--- Provided entries ---

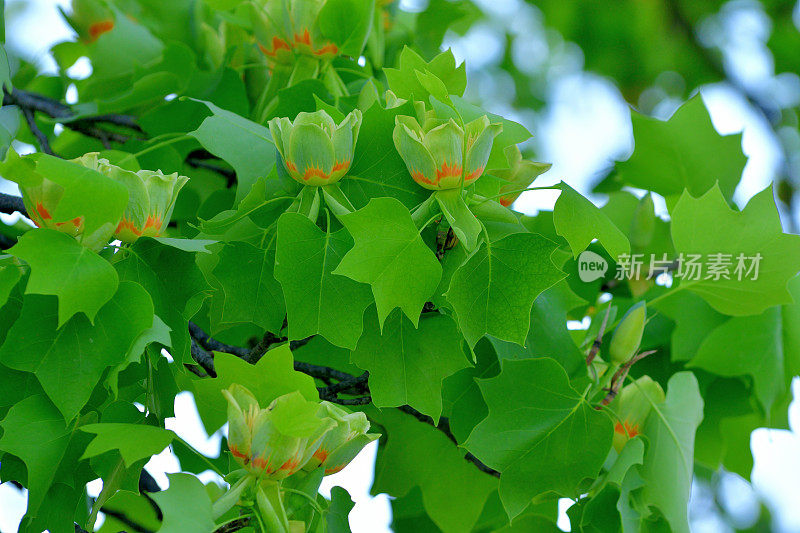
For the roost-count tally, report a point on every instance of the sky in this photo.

---
--- Provided entries ---

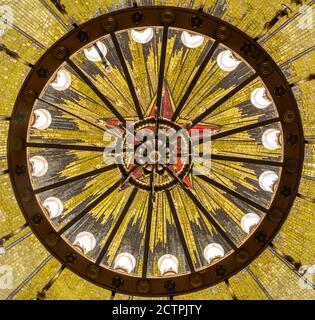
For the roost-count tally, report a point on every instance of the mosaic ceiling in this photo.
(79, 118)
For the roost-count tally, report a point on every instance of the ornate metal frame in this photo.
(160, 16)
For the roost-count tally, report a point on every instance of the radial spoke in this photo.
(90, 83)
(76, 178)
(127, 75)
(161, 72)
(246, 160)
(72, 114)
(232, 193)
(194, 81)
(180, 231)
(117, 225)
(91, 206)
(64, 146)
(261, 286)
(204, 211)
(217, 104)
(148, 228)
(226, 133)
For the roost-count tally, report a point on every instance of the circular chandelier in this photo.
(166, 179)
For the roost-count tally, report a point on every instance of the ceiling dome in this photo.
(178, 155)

---

Work to complete >> Pull out every line of the data above that contains the word "tally", copying each one unchanged.

Result of the exercise >>
For the roost-count tally, report a point on every instance of the sky in this photo.
For the roost-count tally, report a point on every instance of the mosaic ceiling in this photo.
For the roost-count tally, report a point on every instance of the ornate metal frame in this photo.
For the roost-count tally, report a point on every instance of the radial spoke in this photo.
For the roost-count tally, report a point on every instance of the circular chandelier in this photo.
For the roost-count tally, report a point on every instance of the ceiling dome in this photo.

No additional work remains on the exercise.